[START Material]

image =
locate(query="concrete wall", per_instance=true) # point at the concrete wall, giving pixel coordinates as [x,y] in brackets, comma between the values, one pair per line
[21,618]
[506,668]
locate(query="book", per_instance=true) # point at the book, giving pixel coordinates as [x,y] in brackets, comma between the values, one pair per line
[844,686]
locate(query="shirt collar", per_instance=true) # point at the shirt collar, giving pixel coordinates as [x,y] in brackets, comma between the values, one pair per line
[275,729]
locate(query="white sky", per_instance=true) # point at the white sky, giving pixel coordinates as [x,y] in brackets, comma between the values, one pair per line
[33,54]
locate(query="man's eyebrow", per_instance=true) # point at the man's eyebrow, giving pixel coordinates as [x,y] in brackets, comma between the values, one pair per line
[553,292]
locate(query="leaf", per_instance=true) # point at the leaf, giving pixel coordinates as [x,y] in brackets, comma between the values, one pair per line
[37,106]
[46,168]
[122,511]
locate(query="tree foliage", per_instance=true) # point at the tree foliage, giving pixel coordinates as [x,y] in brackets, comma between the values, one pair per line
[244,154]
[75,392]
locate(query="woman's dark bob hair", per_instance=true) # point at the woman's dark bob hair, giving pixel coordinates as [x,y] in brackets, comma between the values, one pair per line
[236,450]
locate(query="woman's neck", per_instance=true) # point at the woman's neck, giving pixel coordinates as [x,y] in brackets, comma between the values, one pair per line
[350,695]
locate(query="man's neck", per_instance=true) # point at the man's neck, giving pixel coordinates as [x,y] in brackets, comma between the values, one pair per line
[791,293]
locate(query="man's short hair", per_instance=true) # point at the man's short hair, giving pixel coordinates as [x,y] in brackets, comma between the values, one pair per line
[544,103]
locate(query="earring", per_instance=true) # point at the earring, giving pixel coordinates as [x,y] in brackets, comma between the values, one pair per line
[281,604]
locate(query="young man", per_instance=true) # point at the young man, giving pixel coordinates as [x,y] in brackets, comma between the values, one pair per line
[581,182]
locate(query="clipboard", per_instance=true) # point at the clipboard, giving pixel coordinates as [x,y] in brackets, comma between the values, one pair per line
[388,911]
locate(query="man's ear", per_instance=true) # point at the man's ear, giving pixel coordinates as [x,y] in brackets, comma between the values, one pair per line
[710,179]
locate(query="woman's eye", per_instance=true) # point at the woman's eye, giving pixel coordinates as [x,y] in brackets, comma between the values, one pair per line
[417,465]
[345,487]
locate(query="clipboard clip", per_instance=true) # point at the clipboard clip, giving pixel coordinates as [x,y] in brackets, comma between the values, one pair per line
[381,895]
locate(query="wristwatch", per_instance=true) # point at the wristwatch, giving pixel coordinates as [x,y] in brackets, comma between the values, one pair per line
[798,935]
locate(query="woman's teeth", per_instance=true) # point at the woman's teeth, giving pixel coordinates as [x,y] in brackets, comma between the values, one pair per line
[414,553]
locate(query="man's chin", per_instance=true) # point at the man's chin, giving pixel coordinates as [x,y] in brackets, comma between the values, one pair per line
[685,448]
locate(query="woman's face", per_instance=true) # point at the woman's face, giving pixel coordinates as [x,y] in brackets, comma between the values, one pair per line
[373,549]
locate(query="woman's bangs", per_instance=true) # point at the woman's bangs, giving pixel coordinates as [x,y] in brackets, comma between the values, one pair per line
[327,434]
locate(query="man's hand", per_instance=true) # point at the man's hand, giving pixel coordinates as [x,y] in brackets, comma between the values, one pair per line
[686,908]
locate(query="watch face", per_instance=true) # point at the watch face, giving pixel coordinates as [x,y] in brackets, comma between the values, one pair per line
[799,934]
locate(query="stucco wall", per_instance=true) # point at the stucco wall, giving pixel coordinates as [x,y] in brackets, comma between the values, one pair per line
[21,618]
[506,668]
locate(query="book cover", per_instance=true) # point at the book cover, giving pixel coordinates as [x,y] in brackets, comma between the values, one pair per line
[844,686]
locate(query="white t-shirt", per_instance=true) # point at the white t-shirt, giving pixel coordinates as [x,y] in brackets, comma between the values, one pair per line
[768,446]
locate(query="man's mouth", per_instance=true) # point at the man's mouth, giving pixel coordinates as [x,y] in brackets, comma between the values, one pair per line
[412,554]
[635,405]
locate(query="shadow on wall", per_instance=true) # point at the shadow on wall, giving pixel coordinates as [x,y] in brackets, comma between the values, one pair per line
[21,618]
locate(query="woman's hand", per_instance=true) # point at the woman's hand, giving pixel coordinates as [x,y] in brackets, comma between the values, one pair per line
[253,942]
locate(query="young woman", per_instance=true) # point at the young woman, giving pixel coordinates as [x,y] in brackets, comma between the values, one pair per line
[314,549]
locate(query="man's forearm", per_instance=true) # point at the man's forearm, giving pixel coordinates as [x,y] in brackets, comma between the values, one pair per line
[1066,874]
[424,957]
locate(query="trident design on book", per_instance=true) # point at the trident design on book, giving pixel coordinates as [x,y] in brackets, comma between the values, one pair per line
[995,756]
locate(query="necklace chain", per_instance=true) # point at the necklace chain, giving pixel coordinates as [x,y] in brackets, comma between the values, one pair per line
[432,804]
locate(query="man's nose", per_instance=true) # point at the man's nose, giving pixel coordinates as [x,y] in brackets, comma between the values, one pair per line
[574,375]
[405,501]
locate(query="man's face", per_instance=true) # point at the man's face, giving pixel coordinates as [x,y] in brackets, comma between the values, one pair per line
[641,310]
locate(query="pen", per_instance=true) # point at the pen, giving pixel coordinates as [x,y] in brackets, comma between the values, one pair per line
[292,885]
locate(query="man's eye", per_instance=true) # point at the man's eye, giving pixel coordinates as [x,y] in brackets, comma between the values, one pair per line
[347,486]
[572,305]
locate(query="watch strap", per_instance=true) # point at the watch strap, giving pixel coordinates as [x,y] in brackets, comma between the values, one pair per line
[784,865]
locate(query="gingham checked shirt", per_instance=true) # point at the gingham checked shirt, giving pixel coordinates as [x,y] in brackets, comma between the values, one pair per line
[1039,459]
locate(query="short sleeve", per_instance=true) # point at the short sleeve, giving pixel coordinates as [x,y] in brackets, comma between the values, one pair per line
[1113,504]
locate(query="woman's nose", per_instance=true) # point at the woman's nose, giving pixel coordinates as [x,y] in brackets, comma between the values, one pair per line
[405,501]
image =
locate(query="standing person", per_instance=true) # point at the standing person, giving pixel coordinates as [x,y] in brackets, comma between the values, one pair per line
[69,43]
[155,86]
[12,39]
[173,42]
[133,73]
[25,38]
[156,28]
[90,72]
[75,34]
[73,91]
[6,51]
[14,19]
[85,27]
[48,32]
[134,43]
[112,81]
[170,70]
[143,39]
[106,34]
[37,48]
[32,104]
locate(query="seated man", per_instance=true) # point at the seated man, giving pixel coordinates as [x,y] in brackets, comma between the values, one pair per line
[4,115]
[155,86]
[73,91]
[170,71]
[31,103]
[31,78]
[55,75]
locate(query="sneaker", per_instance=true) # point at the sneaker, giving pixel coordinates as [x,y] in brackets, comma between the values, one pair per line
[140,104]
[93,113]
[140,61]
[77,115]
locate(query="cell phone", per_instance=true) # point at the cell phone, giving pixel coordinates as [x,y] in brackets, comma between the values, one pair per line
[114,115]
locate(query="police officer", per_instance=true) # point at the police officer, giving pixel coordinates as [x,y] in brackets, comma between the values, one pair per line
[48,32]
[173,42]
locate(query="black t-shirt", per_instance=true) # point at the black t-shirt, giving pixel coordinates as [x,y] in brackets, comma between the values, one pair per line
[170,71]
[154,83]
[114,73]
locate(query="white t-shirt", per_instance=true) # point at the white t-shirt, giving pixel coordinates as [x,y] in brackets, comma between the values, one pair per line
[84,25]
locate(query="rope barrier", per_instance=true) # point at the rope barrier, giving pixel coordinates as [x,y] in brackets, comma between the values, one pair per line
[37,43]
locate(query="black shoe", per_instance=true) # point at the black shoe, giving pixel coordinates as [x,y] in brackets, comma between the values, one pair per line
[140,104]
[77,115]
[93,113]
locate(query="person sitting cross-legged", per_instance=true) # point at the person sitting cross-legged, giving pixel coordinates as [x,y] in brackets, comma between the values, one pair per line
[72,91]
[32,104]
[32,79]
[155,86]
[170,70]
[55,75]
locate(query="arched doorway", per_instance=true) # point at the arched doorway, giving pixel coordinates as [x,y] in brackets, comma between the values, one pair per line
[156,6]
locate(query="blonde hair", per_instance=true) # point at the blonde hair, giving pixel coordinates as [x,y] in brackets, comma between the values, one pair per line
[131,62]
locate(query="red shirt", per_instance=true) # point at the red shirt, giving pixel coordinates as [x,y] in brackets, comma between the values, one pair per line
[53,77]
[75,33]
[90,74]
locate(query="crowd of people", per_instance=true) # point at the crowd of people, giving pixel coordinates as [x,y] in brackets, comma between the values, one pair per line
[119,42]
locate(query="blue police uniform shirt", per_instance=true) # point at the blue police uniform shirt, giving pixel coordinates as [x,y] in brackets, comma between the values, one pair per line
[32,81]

[END Material]

Goal of the exercise:
Recast the items from the line containing "at the cell" through the end of the items as a Markdown table with two columns: Row, holding a running number, and Line, holding that line. Skip blank lines.

The reply:
| Row | Line |
|---|---|
| 1 | locate(query="cell phone", per_instance=true) # point at the cell phone, giving pixel coordinates as [x,y] in brackets, comma between the values, one pair per line |
| 2 | [114,115] |
| 3 | locate(query="police officer", per_instance=true) # point at the police officer, giving pixel coordinates as [x,y] in brackets, comma between the values, one pair per line |
| 4 | [48,32] |
| 5 | [173,42] |
| 6 | locate(query="black t-shirt", per_instance=true) # point at the black t-shirt, giving pixel coordinates as [x,y] in brackets, comma between the values, one pair per line |
| 7 | [170,71] |
| 8 | [154,83] |
| 9 | [114,73] |
| 10 | locate(query="white t-shirt", per_instance=true) # point at the white t-shirt, giving pixel coordinates as [x,y] in brackets, comma between the values, one pair per line |
| 11 | [84,25] |
| 12 | locate(query="rope barrier", per_instance=true) # point at the rope barrier, giving pixel coordinates as [x,y] in brackets, comma between the values, one pair per line |
| 13 | [37,43] |
| 14 | locate(query="black shoe", per_instance=true) # point at the black shoe, giving pixel coordinates as [x,y] in brackets, comma between the values, one pair per line |
| 15 | [140,104] |
| 16 | [77,115] |
| 17 | [93,113] |
| 18 | locate(query="person sitting cross-legged", per_instance=true) # point at the person sitting cross-legged, giving pixel coordinates as [x,y] in brackets, comma between the values, one pair per line |
| 19 | [72,91] |
| 20 | [32,104] |
| 21 | [32,79] |
| 22 | [155,86] |
| 23 | [170,70] |
| 24 | [55,75] |
| 25 | locate(query="arched doorway", per_instance=true) # point at the arched doorway, giving pixel coordinates as [x,y] in brackets, comma between the values, one pair per line |
| 26 | [156,6] |
| 27 | locate(query="blonde hair", per_instance=true) # point at the blonde hair, giving pixel coordinates as [x,y] in brackets, comma between the values, one pair per line |
| 28 | [131,62] |
| 29 | locate(query="red shirt", per_instance=true) # point at the red shirt, giving pixel coordinates as [x,y] in brackets, comma between the values, one pair per line |
| 30 | [53,77] |
| 31 | [75,33] |
| 32 | [90,74] |
| 33 | locate(query="crowd of people", per_instance=true) # point at the crowd of people, giving pixel coordinates as [x,y] in brackets, comma between the values, one pair per line |
| 34 | [119,42] |
| 35 | locate(query="blue police uniform shirt", per_instance=true) # point at the blue police uniform shirt, giving pixel coordinates as [x,y] in brackets, comma between the values, one pair per line |
| 36 | [32,81] |